* [Exercise task]: The required output is the line containing "Where can the man in dark" through the final line of the material below, printed exactly, with no other lines.

-- start of Records to use --

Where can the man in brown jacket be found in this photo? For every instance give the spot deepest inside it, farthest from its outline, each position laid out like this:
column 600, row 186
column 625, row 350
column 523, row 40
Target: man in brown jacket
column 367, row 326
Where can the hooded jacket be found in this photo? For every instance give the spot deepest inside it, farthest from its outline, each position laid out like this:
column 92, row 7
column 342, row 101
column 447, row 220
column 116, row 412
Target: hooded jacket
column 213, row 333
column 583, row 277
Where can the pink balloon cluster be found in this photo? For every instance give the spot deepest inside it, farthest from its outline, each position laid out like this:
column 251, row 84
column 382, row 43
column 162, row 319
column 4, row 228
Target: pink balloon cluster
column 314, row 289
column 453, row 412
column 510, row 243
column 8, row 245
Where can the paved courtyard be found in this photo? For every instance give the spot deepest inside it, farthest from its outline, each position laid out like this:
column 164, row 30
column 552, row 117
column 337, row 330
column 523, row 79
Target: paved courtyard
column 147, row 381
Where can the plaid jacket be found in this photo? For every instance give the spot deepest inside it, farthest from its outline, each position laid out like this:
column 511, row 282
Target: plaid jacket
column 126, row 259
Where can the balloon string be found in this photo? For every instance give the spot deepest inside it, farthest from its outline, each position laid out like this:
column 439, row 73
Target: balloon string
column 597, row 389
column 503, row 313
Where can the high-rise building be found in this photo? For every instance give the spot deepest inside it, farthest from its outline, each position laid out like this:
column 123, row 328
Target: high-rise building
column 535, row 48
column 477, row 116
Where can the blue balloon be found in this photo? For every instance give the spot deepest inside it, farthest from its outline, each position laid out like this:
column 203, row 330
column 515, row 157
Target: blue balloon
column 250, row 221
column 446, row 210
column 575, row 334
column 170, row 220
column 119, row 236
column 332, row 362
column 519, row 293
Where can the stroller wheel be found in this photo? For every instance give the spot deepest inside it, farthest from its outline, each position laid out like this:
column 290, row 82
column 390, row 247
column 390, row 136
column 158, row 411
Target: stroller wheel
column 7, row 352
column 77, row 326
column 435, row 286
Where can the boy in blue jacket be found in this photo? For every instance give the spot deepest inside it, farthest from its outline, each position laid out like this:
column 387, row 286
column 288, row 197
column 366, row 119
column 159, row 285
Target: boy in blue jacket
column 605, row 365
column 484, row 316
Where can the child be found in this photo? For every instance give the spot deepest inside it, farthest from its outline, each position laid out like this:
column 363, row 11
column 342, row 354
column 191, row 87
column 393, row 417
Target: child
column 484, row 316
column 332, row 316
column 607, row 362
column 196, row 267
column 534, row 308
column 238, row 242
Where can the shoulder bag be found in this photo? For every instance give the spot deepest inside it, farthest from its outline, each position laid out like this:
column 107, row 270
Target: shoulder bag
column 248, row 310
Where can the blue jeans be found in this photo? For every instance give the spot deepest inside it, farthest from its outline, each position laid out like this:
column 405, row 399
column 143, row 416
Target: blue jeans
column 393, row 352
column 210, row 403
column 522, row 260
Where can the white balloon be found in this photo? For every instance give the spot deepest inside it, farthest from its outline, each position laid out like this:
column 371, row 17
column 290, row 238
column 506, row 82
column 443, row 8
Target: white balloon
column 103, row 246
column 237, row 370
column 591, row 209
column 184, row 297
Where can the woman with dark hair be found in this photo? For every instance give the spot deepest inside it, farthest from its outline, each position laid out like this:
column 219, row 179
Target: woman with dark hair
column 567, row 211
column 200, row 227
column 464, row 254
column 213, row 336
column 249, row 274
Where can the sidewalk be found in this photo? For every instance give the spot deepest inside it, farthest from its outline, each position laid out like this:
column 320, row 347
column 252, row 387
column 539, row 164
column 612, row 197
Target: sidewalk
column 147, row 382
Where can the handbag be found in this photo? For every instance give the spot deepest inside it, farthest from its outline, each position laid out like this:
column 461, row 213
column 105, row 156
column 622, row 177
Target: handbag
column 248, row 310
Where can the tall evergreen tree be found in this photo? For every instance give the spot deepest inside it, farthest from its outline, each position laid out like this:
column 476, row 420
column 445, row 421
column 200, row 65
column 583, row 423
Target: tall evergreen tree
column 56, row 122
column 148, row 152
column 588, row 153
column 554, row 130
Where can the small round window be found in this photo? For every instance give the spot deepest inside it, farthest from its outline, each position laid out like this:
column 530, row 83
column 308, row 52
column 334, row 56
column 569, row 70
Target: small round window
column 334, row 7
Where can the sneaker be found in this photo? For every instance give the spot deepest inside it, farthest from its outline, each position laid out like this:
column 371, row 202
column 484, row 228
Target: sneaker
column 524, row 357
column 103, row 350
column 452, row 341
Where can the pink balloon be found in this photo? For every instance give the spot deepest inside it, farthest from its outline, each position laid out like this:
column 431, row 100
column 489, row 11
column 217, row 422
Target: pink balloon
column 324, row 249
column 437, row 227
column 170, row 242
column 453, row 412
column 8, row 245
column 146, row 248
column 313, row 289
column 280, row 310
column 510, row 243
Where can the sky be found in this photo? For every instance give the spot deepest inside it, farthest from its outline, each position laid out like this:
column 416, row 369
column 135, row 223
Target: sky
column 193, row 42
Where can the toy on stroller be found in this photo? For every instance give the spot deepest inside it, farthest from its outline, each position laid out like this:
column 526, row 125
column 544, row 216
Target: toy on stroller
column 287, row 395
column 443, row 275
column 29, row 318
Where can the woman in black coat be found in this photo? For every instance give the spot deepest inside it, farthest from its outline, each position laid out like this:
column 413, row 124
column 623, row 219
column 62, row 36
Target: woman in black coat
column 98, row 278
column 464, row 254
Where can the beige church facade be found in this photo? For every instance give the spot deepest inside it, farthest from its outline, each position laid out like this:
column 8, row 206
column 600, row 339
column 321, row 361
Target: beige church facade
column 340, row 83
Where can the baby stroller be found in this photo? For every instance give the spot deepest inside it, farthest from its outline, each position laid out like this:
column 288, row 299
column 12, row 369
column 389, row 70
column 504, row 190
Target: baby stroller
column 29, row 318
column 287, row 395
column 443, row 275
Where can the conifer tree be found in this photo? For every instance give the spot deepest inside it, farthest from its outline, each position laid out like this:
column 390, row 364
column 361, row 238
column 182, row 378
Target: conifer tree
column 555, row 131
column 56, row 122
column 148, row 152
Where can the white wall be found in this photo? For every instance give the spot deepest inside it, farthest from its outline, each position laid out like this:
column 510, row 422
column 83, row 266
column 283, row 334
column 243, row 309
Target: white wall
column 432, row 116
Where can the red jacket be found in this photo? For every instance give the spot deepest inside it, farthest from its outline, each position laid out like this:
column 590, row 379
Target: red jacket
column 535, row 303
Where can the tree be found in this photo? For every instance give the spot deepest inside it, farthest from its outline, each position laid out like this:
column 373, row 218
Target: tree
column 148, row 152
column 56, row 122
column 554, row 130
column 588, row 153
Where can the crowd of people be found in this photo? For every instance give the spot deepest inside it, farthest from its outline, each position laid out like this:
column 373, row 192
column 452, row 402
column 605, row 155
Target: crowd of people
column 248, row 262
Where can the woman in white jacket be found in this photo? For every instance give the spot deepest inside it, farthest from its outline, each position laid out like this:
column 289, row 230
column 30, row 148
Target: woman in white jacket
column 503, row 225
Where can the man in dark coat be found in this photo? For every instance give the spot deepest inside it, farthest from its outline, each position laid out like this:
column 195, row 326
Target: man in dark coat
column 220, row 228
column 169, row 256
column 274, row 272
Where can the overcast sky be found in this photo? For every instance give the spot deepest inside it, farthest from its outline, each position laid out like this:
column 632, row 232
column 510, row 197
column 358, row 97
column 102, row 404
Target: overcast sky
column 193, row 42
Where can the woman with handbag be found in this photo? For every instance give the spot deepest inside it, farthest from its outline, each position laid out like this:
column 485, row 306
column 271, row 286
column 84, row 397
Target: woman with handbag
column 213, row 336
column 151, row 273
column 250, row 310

-- end of Records to use --

* [Result below]:
Where can the man in dark coat be found in this photo? For every instance give the spot deepest inside it, farthest from its outline, each position laid out like this:
column 195, row 326
Target: man in dark coat
column 220, row 228
column 169, row 256
column 274, row 272
Where can the overcast sky be found in this photo? For every instance give the spot deepest inside it, farthest from its outline, each position laid out like this:
column 632, row 232
column 510, row 197
column 358, row 97
column 102, row 404
Target: overcast sky
column 193, row 42
Where can the woman with handbag be found in this photo? For every instance give the spot deepest inside it, farthest from its outline, each position laid out like this:
column 485, row 306
column 271, row 286
column 84, row 397
Target: woman with handbag
column 213, row 336
column 151, row 273
column 250, row 310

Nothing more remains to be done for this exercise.